** Begin SELECTION **
Responsible ML Research @ Twitter

2021 / 22

As a User Researcher for Responsible ML at Twitter, I worked closely with the META (Machine Learning Ethics, Transparency, & Accountability) team. This section includes a summary of some projects I worked on. If you are interested in learning more about any of them, do not hesitate to reach out at if76 [at] cornell [dot] edu.

Algorithmic Bias Bounty for Collaborative Harm Identification

When building machine learning systems, it’s nearly impossible to foresee all potential problems and ensure that a model will serve all groups of people equitably. Direct feedback from the communities affected by our algorithms helps us design products to serve all people and communities. Inspired by bug bounties in cybersecurity, we created the first-ever Algorithmic Bias Bounty competition hosted at DEFCON AI Village 2021. We invited the ethical AI hacker community to take apart the saliency model Twitter used in production in order to identify bias and other potential harms within it. And the results were very cool! Check the winners here.

My role, alongside Kyra Yee, was to create the evaluation criteria to judge participants’ submissions, inspired by previous frameworks in privacy and security for assessing risk. Why was this difficult? The challenge here was coming up with a rubric that was concrete enough to grade and compare submissions but broad enough to encompass a wide variety of harms and methodologies. We wanted to make sure our rubric would still allow people to be really creative with their submissions and the problems they perceive. We focused on issues that have historically received less attention in fair ML research, such as representational harms, so we assigned a different number of points to different types of harms. We also encouraged qualitative analyses, grading each submission by not only their code, but their assessment of why their approach and perspective were relevant.
** End SELECTION **
Return the part of the Responsible ML passage starting with "When building machine" and going on through "the winners here.", word for word. The listing has no connection to the Responsible ML passage.
** Begin SUPPLIED MATERIAL **
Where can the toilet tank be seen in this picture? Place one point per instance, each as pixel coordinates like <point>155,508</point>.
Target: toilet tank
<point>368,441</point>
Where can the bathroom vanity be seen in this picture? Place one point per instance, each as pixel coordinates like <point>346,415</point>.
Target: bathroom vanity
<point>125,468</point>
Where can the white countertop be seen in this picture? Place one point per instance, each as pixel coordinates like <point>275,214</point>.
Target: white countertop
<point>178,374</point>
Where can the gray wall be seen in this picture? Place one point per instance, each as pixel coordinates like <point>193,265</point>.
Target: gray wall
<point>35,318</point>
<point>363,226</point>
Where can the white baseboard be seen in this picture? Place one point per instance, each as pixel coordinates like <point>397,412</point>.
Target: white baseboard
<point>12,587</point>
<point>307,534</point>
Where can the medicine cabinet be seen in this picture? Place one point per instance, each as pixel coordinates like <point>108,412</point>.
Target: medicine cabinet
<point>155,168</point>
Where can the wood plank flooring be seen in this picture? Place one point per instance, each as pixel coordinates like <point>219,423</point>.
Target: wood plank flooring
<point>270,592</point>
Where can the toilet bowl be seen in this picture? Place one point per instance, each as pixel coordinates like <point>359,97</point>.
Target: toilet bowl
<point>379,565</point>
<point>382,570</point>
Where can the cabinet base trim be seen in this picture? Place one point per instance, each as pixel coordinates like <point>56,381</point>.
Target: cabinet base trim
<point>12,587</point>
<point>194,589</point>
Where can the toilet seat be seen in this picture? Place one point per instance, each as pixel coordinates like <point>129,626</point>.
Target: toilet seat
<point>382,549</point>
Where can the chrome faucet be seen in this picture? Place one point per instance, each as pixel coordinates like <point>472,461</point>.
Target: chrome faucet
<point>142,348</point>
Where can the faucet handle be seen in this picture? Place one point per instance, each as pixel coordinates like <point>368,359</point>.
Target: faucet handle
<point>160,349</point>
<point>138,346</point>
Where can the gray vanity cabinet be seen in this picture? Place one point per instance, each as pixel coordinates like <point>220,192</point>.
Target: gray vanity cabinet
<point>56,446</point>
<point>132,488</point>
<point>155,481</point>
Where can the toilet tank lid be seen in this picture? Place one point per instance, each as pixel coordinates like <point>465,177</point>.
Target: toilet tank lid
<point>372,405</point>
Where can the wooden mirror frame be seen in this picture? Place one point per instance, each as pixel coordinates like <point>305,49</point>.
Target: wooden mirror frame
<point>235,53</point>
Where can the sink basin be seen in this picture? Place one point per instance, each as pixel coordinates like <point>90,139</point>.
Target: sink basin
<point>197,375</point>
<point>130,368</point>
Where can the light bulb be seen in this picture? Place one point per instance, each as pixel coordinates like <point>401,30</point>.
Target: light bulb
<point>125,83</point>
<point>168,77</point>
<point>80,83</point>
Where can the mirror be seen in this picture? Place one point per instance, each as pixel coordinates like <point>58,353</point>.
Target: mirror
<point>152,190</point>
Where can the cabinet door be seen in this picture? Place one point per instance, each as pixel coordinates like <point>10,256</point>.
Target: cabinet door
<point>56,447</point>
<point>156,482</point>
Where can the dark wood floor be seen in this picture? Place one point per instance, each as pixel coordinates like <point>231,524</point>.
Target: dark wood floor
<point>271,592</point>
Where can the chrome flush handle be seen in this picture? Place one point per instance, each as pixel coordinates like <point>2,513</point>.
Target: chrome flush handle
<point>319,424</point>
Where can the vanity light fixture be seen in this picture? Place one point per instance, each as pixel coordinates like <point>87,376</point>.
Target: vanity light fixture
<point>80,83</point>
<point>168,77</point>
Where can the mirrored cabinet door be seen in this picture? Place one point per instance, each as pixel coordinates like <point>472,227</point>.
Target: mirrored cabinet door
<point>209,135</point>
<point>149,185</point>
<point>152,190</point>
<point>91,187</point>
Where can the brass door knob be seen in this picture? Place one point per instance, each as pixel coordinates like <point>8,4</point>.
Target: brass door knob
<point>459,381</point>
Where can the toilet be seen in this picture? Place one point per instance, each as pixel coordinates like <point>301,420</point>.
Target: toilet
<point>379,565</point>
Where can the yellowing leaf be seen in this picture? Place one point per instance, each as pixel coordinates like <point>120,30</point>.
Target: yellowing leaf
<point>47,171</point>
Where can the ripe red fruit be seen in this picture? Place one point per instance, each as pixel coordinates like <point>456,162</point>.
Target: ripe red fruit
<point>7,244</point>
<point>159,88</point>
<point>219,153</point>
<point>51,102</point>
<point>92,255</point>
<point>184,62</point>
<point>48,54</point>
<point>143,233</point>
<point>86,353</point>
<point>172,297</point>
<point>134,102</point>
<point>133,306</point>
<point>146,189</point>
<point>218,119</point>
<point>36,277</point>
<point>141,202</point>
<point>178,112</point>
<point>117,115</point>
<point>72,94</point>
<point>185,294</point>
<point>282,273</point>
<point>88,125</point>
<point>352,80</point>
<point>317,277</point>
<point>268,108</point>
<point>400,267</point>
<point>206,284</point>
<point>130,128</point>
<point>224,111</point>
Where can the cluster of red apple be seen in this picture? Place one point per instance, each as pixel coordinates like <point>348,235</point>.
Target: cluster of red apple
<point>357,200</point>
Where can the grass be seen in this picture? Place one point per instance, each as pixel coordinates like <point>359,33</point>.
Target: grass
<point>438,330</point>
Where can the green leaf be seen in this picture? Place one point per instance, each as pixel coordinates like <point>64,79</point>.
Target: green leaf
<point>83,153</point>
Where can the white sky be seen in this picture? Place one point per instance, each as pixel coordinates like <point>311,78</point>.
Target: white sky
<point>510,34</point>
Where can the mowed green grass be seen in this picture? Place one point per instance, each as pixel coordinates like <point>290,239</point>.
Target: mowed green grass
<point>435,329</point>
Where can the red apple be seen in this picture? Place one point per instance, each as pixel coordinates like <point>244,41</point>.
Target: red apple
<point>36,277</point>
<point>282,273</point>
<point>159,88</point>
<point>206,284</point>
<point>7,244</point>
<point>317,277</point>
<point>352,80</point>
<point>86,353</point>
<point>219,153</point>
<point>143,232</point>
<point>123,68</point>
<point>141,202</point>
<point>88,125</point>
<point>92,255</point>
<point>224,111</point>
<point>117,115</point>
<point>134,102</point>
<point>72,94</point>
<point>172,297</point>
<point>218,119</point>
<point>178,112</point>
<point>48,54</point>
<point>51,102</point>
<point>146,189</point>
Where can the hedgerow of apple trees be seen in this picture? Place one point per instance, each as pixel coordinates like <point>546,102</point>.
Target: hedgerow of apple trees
** End SUPPLIED MATERIAL **
SOLUTION.
When building machine learning systems, it’s nearly impossible to foresee all potential problems and ensure that a model will serve all groups of people equitably. Direct feedback from the communities affected by our algorithms helps us design products to serve all people and communities. Inspired by bug bounties in cybersecurity, we created the first-ever Algorithmic Bias Bounty competition hosted at DEFCON AI Village 2021. We invited the ethical AI hacker community to take apart the saliency model Twitter used in production in order to identify bias and other potential harms within it. And the results were very cool! Check the winners here.